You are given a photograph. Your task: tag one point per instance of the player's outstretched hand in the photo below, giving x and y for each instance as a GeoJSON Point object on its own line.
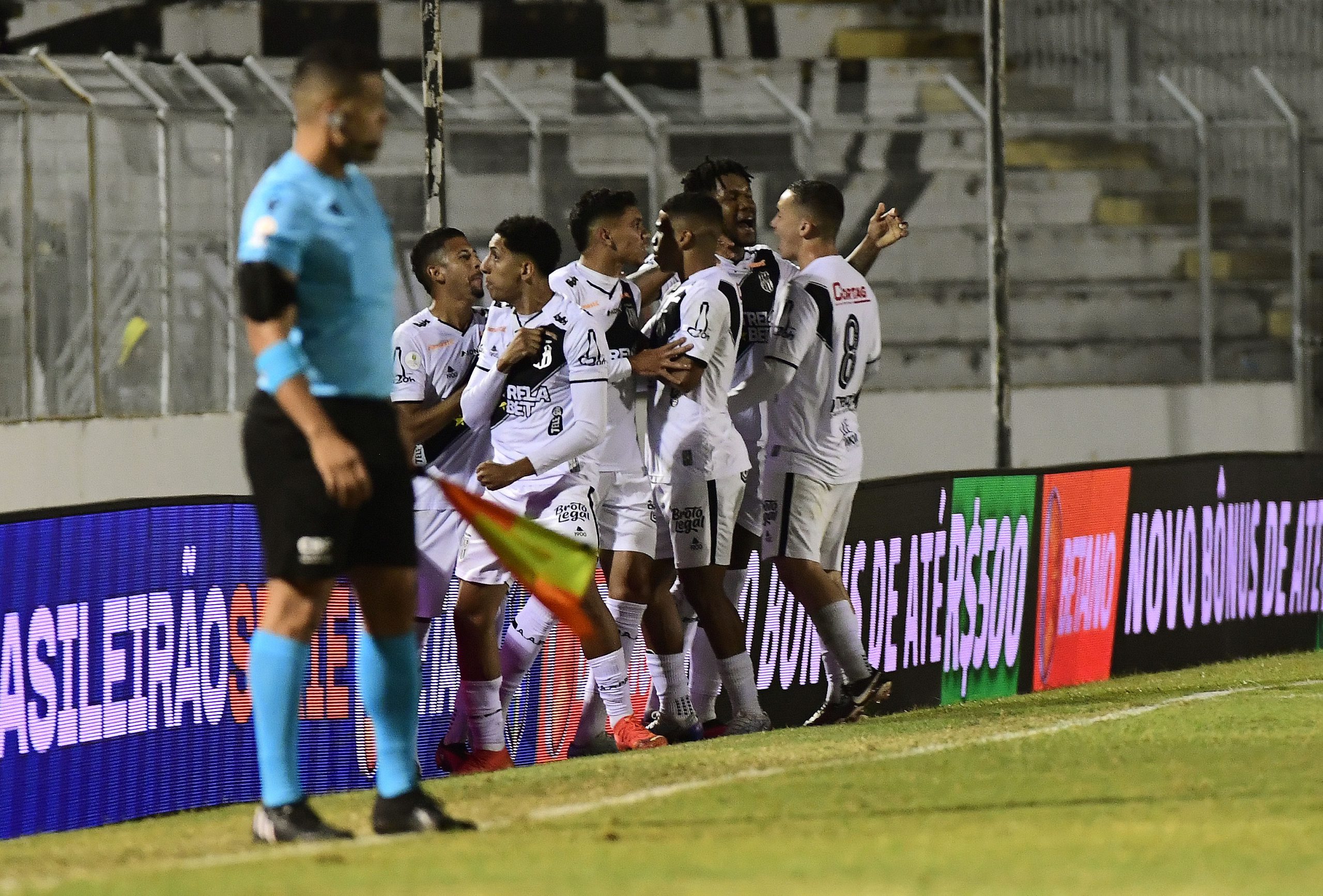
...
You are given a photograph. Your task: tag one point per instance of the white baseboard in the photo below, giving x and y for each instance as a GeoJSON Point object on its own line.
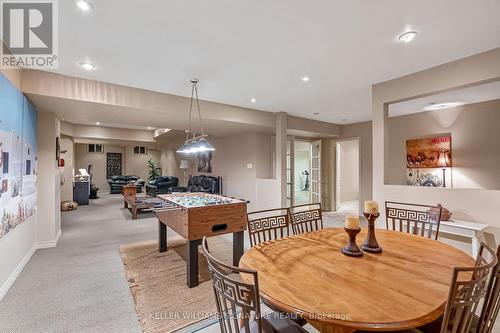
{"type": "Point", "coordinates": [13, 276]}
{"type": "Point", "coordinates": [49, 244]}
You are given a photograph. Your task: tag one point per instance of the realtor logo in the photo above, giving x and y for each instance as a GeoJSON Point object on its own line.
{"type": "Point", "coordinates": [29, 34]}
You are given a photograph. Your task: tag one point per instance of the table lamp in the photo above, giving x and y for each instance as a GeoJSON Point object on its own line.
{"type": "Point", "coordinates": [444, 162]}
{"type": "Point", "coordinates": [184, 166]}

▶ **WHAT YOU HAVE TO DO**
How many lines in the rows contain the string "above"? Reply with the number alone.

▶ **RESULT**
2